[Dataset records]
┄┄┄┄┄┄┄┄┄┄
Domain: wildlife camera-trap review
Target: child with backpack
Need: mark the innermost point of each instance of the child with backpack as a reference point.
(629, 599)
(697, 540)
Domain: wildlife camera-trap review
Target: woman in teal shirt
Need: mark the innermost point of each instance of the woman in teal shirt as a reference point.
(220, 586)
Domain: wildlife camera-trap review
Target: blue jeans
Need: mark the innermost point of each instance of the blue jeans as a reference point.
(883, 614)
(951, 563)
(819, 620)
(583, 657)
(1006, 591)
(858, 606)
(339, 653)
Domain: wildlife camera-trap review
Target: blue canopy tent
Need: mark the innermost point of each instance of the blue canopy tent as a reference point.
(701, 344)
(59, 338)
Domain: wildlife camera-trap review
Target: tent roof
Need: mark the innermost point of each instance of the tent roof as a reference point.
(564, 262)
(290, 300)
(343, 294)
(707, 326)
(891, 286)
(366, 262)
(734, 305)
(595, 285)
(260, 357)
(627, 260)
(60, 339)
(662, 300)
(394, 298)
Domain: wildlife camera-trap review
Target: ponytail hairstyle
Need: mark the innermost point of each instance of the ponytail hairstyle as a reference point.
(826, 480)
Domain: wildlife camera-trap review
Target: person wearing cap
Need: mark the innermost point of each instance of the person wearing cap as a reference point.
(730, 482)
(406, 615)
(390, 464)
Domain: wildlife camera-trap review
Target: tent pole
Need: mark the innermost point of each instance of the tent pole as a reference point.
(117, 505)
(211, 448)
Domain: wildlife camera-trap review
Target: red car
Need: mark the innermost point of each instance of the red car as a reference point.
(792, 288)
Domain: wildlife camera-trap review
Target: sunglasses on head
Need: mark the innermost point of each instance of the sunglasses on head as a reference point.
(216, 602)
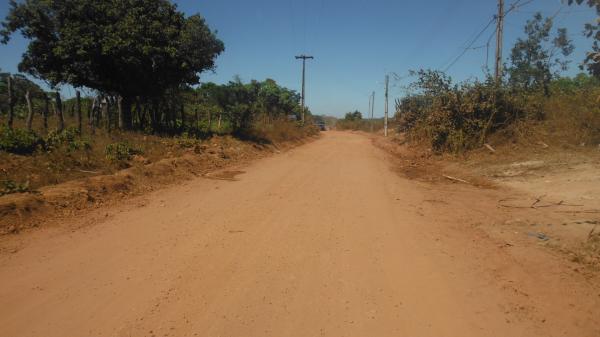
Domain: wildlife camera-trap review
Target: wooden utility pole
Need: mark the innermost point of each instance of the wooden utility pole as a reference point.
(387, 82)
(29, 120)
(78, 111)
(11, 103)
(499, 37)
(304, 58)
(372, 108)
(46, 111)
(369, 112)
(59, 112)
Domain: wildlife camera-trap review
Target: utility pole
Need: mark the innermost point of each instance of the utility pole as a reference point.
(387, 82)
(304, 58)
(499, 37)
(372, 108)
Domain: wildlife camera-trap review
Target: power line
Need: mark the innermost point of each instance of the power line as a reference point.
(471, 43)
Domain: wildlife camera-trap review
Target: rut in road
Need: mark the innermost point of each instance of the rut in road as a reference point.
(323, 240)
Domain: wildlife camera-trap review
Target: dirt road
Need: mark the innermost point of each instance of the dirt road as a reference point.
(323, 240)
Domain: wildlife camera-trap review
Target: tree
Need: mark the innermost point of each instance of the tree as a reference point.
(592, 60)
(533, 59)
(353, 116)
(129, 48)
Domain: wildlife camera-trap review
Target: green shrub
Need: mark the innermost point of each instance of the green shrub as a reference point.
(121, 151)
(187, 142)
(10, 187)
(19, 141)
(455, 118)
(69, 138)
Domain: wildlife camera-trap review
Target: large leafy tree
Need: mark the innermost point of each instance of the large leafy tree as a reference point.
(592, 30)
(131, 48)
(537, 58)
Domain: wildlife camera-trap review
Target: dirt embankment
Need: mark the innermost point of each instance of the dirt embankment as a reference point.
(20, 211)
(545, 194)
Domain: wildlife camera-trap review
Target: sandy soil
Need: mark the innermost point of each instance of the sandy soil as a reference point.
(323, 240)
┄┄┄┄┄┄┄┄┄┄
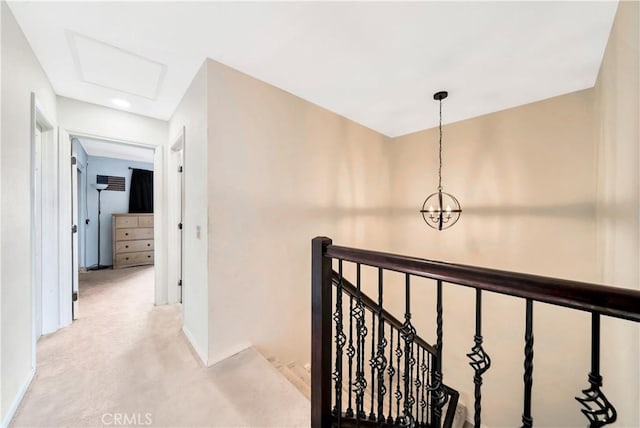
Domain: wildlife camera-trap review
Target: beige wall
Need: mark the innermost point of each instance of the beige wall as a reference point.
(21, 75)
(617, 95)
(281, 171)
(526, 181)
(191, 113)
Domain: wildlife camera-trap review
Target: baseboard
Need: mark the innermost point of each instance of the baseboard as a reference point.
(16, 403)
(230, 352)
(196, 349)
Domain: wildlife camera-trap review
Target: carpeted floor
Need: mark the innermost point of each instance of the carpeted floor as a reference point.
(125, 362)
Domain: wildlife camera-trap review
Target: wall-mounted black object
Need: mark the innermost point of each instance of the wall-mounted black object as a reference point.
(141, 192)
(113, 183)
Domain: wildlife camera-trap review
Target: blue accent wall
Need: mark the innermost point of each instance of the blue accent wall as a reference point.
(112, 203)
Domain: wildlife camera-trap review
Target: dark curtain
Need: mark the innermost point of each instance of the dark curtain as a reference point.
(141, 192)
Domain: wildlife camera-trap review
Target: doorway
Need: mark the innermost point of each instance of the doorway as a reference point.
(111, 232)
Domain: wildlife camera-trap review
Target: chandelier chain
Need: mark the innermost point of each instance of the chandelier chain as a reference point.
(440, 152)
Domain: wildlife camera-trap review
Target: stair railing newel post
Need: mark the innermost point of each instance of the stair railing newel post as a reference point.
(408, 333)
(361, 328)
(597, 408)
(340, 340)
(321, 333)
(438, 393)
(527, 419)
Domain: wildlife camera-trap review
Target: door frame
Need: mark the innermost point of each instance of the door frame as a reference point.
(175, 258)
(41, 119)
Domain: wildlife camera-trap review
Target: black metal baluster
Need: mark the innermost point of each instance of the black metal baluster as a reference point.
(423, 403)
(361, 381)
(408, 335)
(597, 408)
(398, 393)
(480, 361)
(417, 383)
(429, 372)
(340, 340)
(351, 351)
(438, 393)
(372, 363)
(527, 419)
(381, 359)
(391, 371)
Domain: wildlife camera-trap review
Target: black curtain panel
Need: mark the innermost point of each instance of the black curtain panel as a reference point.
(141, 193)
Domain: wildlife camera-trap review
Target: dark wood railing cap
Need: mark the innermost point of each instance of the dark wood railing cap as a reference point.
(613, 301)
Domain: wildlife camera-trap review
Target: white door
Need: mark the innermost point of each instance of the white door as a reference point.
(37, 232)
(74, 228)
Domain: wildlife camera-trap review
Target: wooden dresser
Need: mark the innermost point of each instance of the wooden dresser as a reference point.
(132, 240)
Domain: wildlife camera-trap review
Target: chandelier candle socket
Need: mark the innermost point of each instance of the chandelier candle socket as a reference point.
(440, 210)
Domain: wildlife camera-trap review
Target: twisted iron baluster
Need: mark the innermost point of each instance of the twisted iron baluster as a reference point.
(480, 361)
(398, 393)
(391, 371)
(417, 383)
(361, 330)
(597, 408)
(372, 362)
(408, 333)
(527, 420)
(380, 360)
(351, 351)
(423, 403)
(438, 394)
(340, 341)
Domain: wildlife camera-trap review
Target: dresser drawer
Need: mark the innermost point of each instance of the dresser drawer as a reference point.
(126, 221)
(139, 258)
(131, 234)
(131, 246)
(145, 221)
┄┄┄┄┄┄┄┄┄┄
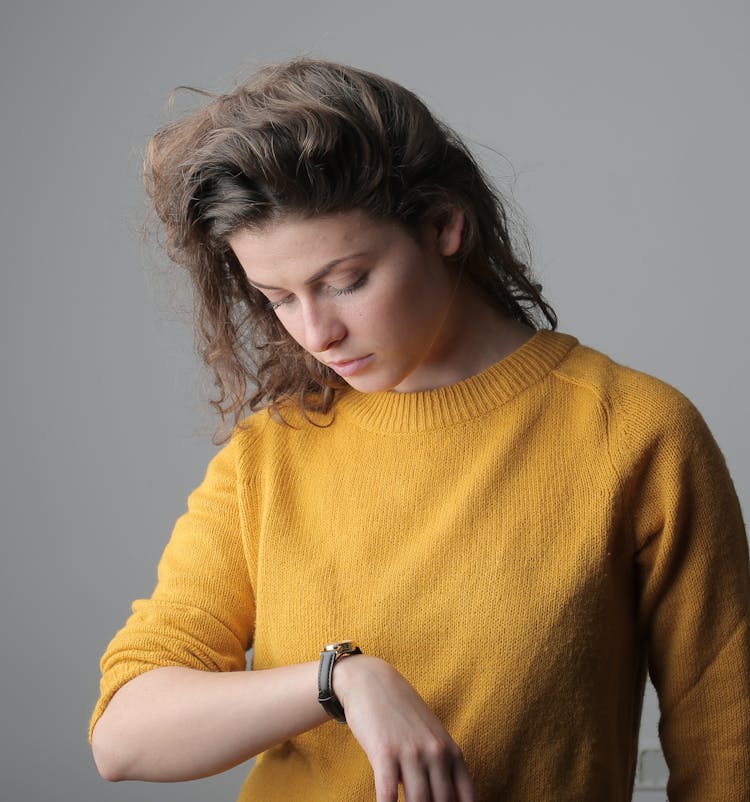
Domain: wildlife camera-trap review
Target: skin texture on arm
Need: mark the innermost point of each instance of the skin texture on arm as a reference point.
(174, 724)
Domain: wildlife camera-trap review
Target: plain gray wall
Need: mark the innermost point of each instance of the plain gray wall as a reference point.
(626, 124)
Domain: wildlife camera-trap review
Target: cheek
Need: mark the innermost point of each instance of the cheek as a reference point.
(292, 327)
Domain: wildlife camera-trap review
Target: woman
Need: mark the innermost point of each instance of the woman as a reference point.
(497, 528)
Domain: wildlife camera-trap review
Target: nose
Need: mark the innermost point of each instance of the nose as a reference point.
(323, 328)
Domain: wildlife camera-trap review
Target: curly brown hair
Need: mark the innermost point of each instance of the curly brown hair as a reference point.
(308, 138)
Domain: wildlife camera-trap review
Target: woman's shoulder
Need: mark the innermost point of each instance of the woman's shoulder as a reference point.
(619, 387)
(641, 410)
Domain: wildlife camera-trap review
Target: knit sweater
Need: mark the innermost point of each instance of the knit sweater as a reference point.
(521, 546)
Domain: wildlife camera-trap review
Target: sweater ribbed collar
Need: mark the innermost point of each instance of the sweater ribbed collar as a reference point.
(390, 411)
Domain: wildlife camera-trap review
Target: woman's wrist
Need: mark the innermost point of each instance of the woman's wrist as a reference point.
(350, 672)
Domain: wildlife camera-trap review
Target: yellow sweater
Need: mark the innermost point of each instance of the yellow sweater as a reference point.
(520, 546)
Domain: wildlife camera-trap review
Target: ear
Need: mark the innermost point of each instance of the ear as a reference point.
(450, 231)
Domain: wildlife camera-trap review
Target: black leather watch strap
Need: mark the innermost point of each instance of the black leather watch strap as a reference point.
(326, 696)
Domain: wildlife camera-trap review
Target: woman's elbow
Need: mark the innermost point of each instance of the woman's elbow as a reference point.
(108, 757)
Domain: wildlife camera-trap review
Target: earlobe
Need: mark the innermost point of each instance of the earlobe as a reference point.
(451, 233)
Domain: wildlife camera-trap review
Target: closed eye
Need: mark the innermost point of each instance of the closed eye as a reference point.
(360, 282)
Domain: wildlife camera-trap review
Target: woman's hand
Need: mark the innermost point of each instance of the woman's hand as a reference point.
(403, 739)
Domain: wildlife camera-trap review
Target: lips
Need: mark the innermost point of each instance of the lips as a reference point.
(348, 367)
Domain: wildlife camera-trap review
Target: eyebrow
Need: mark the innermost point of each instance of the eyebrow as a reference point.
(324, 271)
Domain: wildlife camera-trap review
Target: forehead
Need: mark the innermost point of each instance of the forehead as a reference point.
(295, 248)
┄┄┄┄┄┄┄┄┄┄
## WORK TO COMPLETE
Your answer must be the exact lines from the records above, from the one containing "Target: red car" through the one containing "Target: wooden utility pole", both included, with every picture left out.

## WRITTEN REPLY
Target: red car
Need: mark the innermost point of each instance of the red car as a reference point.
(792, 288)
Domain: wildlife camera-trap review
Target: sunglasses on head
Need: mark the innermost point of each instance of the sunglasses on head as a reference point.
(216, 602)
Domain: wildlife camera-trap review
Target: wooden utility pole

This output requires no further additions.